--- BEGIN Dataset extract ---

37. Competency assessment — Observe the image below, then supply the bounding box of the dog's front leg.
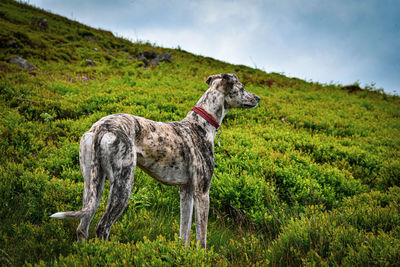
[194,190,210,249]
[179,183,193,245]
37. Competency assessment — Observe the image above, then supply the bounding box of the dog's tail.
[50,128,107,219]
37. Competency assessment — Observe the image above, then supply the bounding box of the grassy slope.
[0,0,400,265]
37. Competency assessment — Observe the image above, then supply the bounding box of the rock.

--- END Dataset extract ---
--- BEGIN Dataset extract ---

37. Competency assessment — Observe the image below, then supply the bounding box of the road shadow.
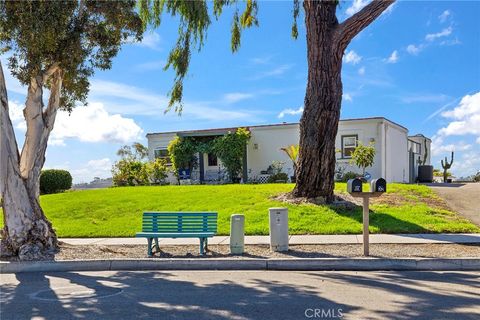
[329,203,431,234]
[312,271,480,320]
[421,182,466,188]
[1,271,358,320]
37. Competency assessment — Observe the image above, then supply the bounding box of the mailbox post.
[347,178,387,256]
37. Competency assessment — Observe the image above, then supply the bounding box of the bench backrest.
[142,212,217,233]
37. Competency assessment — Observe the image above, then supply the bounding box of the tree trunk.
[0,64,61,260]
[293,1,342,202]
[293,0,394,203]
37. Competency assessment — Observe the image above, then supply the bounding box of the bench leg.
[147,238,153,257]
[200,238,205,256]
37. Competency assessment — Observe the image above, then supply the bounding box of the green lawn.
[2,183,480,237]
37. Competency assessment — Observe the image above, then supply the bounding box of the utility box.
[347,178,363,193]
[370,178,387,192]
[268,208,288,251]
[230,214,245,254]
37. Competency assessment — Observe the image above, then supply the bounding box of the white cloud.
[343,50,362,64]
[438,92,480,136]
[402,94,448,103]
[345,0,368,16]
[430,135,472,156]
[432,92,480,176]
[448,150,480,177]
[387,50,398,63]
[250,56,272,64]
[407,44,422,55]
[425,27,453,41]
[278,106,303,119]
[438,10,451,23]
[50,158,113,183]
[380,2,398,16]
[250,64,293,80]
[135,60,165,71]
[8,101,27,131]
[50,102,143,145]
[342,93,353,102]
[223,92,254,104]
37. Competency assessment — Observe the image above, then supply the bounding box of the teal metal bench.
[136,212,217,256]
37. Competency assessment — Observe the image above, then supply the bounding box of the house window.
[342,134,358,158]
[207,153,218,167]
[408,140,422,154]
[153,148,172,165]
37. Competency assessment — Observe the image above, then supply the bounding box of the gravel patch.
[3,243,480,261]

--- END Dataset extract ---

Reproduce the entries word for word, starting with the line that contains "the tree trunk." and stopping after the line that contains "[230,214,245,254]". Include both of those lines and nothing outside them.

37. Competency assessment — Observe the image above, then supply the bounding box of the tree trunk.
[0,64,61,260]
[293,1,342,202]
[293,0,394,203]
37. Competency assessment — Observe the image above, then supply the bounding box of the bench leg.
[147,238,153,257]
[200,238,205,256]
37. Competency assessment — Observe the image above, then supply the bounding box of the green lawn.
[2,183,480,237]
37. Competency assessment — Observe the image above, then supply the bounding box of the utility box.
[347,178,363,193]
[370,178,387,192]
[268,208,288,251]
[230,214,245,254]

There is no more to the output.